> **Problem to solve**
Reproduce the entries exactly, but keep the pictures out of the copy.

> **Exercise data**
•••

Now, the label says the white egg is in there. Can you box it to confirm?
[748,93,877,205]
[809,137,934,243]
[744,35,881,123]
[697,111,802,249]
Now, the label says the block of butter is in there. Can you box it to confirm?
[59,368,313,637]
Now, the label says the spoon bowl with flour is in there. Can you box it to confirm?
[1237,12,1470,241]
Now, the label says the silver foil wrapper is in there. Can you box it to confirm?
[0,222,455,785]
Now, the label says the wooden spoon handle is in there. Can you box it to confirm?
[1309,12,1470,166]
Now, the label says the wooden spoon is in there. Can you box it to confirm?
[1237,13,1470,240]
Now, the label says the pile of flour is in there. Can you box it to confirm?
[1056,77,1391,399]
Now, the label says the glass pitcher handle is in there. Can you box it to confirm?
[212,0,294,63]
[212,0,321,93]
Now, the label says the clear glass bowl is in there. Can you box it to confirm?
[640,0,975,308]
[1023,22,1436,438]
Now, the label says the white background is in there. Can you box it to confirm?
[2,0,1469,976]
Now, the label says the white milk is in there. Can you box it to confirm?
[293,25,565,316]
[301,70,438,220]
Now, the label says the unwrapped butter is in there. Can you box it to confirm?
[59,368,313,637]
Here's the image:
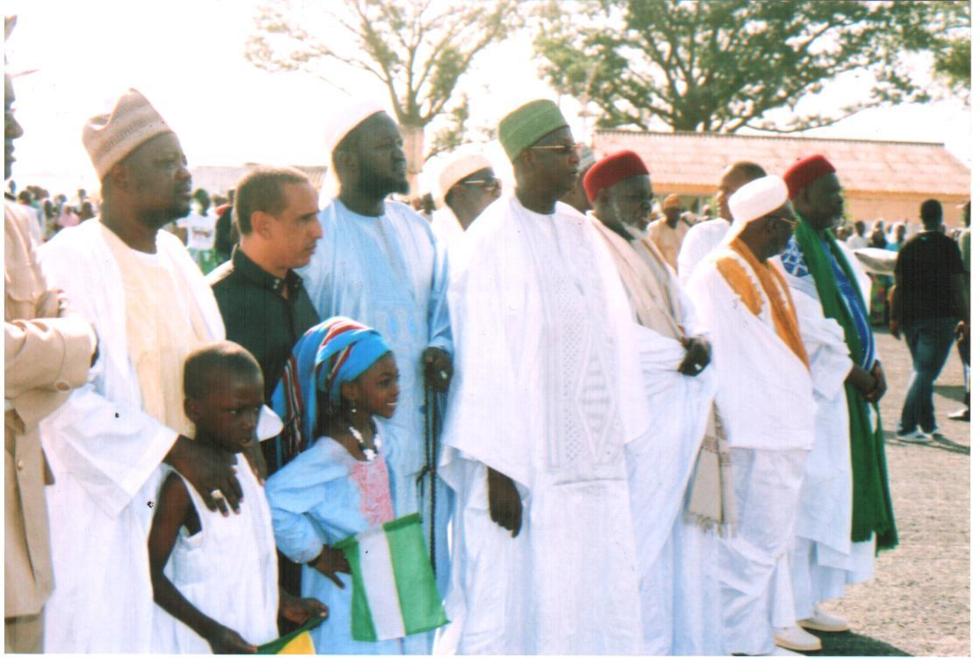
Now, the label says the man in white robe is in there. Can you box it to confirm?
[779,154,895,639]
[299,100,454,597]
[677,161,767,285]
[36,90,235,652]
[581,150,726,655]
[437,100,648,655]
[686,175,816,656]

•••

> **Response to the exercise**
Now, the label says the white egg is in there. Can you box it to confirm?
[748,93,877,205]
[809,137,934,243]
[744,35,881,123]
[697,111,802,249]
Now, the label says the block of butter is in there. Can you box it to confirm?
[59,368,313,637]
Now, the label says the spoon bowl with flour is in there. Can you box it to confirm?
[1237,12,1470,241]
Now, the label says the silver foil wrapper is in there. Can you box it to confirm?
[0,222,455,785]
Now, the label says the wooden spoon handle is in there. Can you box it to confirm?
[1309,12,1470,166]
Now, the label says the wooden spoon is in there. Can you box it to confirm?
[1237,13,1470,240]
Now, the label says the pile of flour is in there. Can you box it to confirm?
[1056,77,1391,399]
Now, the label says the glass pitcher handle is in there. Can you box it to confirm?
[212,0,294,63]
[212,0,321,93]
Now, the label says the clear glass bowl is in there. Can you box it to confirm?
[640,0,975,308]
[1023,22,1436,438]
Now, the label says the white background is in there. Can you box it to confirm?
[2,0,1469,976]
Now, the label says the white milk is in there. Can you box it to confirm?
[293,25,565,316]
[301,70,438,220]
Now, the label says the unwrapped butter is in there. Can you box it to confirm?
[59,368,313,637]
Here's the image:
Now, the label says the man in white robe is in there. Can you box it to confirm?
[779,154,895,639]
[299,100,454,597]
[677,161,767,285]
[36,90,235,652]
[581,150,726,655]
[437,100,648,655]
[686,175,816,656]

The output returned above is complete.